== Segment start ==

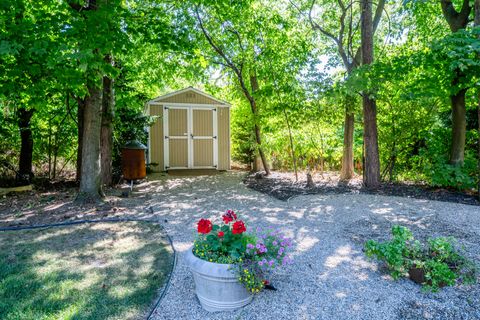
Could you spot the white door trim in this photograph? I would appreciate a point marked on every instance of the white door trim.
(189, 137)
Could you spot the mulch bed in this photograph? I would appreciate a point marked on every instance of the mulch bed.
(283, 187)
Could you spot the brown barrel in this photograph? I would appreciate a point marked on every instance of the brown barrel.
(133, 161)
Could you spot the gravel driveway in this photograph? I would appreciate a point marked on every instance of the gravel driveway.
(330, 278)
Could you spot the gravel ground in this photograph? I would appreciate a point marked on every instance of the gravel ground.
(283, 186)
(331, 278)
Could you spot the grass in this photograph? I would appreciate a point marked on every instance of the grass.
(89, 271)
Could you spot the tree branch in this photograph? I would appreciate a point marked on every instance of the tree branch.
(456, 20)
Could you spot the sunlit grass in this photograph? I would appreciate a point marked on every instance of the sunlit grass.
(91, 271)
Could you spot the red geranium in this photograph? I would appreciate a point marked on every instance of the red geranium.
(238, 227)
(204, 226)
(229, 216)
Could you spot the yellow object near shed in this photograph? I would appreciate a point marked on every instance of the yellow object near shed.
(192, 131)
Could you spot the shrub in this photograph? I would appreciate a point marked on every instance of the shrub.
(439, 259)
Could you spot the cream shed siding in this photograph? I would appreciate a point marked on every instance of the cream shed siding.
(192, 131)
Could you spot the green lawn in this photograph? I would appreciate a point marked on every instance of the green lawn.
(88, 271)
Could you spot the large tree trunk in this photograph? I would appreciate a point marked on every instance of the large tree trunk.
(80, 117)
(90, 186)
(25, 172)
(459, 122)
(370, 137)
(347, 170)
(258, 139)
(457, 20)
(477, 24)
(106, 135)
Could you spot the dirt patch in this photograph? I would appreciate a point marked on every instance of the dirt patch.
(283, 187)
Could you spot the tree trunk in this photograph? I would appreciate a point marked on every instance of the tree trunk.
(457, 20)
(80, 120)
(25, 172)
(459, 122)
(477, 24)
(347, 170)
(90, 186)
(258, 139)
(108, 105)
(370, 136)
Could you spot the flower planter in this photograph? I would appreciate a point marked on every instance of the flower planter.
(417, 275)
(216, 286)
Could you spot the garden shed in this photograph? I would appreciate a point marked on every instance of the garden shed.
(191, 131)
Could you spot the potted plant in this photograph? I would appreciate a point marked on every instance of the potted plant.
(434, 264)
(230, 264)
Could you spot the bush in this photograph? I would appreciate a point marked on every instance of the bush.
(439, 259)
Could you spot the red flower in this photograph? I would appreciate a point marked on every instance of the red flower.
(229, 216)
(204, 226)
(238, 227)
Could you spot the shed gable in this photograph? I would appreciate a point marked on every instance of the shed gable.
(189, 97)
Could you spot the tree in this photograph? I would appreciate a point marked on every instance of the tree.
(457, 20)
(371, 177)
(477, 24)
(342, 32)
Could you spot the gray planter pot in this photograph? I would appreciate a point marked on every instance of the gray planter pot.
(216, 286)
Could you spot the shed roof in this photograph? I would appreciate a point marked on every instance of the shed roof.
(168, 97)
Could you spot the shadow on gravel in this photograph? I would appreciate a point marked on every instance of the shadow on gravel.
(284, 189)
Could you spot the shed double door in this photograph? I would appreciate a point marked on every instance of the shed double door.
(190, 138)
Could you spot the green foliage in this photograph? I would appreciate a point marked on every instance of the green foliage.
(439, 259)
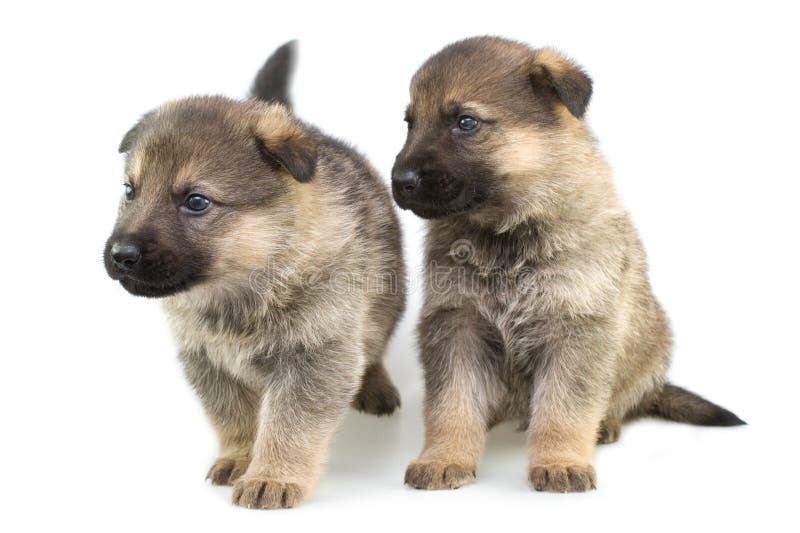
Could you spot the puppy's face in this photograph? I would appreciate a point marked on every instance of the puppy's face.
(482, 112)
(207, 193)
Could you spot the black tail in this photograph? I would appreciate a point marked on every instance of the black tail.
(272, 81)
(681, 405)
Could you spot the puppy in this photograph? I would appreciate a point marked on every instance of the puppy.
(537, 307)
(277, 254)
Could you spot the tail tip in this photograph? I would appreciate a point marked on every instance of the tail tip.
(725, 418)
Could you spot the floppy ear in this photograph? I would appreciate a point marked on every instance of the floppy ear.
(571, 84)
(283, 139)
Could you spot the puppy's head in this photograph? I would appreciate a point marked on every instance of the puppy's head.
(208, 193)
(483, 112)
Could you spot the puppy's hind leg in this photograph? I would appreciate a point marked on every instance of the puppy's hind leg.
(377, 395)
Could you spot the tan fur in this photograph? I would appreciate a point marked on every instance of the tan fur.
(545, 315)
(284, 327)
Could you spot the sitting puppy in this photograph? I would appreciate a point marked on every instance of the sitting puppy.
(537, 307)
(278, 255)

== Segment end ==

# Your task
Retype exactly the lines from the one containing "Could you spot the puppy's head" through the last line of the records above, including both.

# Answer space
Could you spot the puppy's head in this photograph? I would appreciate a point marked on every instance of the puppy's head.
(208, 193)
(483, 112)
Could you spot the puppy's hind leg in this photograph? I would appreciate a point marked on every instance of the puppy's hind leg.
(377, 395)
Could you spot the tan fur in this photograph? I would appreciate a point marked on every instance of the tan fur.
(545, 315)
(284, 327)
Could you spot the sitting puppy in this photograph? I would appreciate a point marked on every instance of the sitting puppy.
(537, 307)
(278, 255)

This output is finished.